_Your goal_.
Set down the material once more, exactly as it appears.

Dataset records
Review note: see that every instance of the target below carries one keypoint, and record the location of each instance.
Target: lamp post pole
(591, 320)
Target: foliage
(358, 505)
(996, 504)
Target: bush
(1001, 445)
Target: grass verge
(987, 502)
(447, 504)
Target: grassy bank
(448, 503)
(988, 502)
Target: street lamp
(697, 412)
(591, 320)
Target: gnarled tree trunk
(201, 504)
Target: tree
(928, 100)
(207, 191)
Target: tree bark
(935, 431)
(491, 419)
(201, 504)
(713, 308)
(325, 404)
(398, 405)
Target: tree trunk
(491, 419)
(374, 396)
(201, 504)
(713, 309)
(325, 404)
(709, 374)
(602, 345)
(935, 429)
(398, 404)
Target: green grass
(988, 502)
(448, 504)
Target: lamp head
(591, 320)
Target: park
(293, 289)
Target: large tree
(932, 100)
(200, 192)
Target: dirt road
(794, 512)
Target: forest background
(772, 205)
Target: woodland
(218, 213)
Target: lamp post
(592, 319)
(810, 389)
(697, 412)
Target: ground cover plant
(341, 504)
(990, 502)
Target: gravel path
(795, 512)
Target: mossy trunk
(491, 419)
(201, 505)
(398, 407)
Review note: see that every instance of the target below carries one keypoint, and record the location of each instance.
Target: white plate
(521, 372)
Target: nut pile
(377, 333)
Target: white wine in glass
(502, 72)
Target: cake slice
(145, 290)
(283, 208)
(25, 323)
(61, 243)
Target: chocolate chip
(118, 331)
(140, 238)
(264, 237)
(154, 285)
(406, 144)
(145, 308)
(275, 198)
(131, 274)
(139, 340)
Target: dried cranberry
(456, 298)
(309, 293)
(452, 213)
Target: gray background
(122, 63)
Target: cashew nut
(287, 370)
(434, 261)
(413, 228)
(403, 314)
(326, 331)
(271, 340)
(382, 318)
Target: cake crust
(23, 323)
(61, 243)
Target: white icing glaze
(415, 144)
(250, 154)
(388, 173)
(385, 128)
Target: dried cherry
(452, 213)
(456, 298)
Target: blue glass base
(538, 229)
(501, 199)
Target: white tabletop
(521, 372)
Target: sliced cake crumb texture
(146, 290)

_Written response_.
Review note: see that every instance of the target below carries one keypoint, and record the location of each instance.
Target: lamp post pole
(591, 320)
Target: foliage
(358, 505)
(996, 504)
Target: bush
(1001, 445)
Target: grass verge
(987, 502)
(447, 504)
Target: grassy bank
(448, 503)
(988, 502)
Target: street lamp
(697, 412)
(591, 320)
Target: gnarled tree trunk
(201, 504)
Target: tree
(928, 100)
(207, 191)
Target: tree bark
(935, 431)
(491, 419)
(201, 504)
(713, 308)
(325, 404)
(398, 405)
Target: tree trunk
(491, 419)
(374, 396)
(201, 504)
(713, 309)
(325, 404)
(709, 374)
(602, 345)
(935, 429)
(398, 404)
Target: green grass
(988, 502)
(448, 504)
Target: lamp head
(591, 320)
Target: park
(293, 289)
Target: large tree
(932, 100)
(200, 192)
Target: dirt road
(794, 512)
Target: forest background
(772, 205)
Target: woodland
(218, 213)
Target: lamp post
(592, 319)
(810, 389)
(697, 412)
Target: ground cover plant
(341, 504)
(990, 502)
Target: gravel path
(795, 512)
Target: mossy trunk
(491, 419)
(201, 505)
(398, 407)
Review note: see that every instance of the target below carries one keypoint, and record the location of each instance.
Target: white plate
(521, 372)
Target: nut pile
(377, 333)
Target: white wine in glass
(502, 72)
Target: cake slice
(145, 290)
(283, 208)
(25, 323)
(61, 243)
Target: chocolate chip
(118, 331)
(140, 238)
(264, 237)
(154, 285)
(406, 144)
(145, 308)
(275, 198)
(131, 274)
(139, 340)
Target: dried cranberry
(456, 298)
(309, 293)
(452, 213)
Target: gray background
(122, 63)
Target: cashew nut
(287, 370)
(434, 261)
(413, 228)
(403, 314)
(326, 331)
(271, 340)
(382, 318)
Target: cake crust
(23, 323)
(61, 243)
Target: white icing glaze
(415, 144)
(250, 154)
(388, 173)
(385, 128)
Target: dried cherry
(452, 213)
(456, 298)
Target: blue glass base
(538, 229)
(501, 199)
Target: white tabletop
(521, 372)
Target: sliced cake crumb texture
(146, 290)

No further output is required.